──────── Page excerpt

Reinventing the Wheel

(about 7 years ago)

This is just a little post about an alternative system for writing Japanese that I came up with in my spare time, mostly to prove to myself that a language with thousands of characters and a tiny handful of syllables could be reproduced faithfully and accurately. Rather than describing every last detail, let's just say it uses the same basic shape to represent each consonant and the same accent mark for each vowel. I made "an online proof-of-concept IME":cun to illustrate how it works.

Try typing in things like "hiragana":hiragana or "DAINIPPONKOKU":nippon. In the latter, the caps implies an on'yomi "kanji":kanji reading, which cun forces to be one symbol apiece to further enhance efficiency. That is, for all Chinese words, each kanji, regardless of its reading, can be replaced by a single letter.

────────────────
──────── Records supplied

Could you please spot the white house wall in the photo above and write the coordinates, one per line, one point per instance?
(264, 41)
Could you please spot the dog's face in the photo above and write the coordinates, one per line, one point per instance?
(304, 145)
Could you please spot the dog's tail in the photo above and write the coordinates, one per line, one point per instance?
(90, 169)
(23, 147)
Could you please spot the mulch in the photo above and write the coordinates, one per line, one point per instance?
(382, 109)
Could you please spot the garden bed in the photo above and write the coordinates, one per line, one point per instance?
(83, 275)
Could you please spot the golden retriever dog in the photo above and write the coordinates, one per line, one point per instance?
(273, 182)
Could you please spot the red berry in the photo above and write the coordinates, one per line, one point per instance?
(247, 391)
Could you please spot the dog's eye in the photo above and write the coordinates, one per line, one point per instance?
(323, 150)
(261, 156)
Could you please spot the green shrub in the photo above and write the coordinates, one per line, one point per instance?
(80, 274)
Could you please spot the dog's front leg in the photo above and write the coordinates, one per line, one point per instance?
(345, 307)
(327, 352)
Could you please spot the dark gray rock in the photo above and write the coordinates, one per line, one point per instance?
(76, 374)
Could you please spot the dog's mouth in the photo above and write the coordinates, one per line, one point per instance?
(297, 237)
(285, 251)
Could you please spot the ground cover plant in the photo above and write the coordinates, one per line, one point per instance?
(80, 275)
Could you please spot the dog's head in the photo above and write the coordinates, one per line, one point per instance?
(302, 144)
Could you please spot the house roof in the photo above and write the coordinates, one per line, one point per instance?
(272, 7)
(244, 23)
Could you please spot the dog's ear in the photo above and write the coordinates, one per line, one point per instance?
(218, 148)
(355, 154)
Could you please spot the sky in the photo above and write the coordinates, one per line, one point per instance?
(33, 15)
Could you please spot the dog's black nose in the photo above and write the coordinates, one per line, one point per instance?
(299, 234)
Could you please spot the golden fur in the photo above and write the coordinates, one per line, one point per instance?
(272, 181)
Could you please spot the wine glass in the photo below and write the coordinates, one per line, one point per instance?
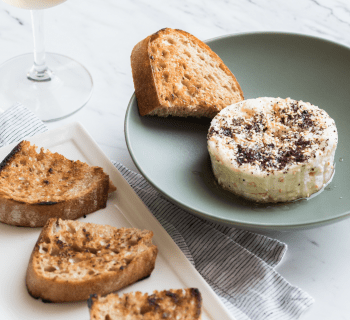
(54, 86)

────────────────

■ Required tasks:
**1.** Reproduce word for word everything in the post on an alternative Japanese writing system from "Reinventing the Wheel" down to "how it works.".
**2.** Quote everything in the records from the line containing "Could you please spot the dog's black" down to the end of the records, leaving out the pictures.

■ Problem solutions:
**1.**
Reinventing the Wheel

(about 7 years ago)

This is just a little post about an alternative system for writing Japanese that I came up with in my spare time, mostly to prove to myself that a language with thousands of characters and a tiny handful of syllables could be reproduced faithfully and accurately. Rather than describing every last detail, let's just say it uses the same basic shape to represent each consonant and the same accent mark for each vowel. I made "an online proof-of-concept IME":cun to illustrate how it works.

**2.**
Could you please spot the dog's black nose in the photo above and write the coordinates, one per line, one point per instance?
(299, 234)
Could you please spot the golden fur in the photo above and write the coordinates, one per line, one point per instance?
(272, 181)
Could you please spot the wine glass in the photo below and write the coordinates, one per line, one point per instance?
(54, 86)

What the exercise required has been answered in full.